## THE TASK
Scan the records below for the word "white". Copy each line where it appears.

(Records excerpted from a collection)
BEGIN
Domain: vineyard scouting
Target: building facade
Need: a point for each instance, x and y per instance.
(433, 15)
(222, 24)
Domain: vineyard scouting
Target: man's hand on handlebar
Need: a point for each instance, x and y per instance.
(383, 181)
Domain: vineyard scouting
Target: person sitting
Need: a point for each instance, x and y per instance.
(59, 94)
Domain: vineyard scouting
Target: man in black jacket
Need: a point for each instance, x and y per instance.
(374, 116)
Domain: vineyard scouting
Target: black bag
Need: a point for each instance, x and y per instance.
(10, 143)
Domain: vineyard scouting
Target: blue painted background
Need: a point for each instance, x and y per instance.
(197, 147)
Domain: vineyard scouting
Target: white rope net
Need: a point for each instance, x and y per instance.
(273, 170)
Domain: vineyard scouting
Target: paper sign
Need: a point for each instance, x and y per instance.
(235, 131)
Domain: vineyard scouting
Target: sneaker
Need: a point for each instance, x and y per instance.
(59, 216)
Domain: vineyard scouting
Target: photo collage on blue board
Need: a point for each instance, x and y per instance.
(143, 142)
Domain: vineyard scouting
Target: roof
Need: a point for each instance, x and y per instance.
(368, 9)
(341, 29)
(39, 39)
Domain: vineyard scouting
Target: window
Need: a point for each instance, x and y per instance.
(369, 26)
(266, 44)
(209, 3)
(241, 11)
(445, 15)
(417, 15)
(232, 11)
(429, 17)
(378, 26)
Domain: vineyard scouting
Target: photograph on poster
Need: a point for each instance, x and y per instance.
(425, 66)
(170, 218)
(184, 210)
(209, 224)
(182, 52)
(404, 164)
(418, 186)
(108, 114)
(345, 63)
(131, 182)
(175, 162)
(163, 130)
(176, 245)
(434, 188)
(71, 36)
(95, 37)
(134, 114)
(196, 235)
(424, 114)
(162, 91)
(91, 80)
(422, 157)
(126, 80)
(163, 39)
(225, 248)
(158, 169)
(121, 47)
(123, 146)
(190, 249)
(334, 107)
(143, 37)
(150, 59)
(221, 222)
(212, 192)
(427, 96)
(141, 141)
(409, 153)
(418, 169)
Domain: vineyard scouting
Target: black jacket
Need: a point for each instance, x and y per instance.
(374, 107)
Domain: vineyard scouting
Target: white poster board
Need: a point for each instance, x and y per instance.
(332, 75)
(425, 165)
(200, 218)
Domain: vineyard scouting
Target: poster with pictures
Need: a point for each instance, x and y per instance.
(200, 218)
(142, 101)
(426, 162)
END
## EXERCISE RESPONSE
Target: white rope net
Target: white poster board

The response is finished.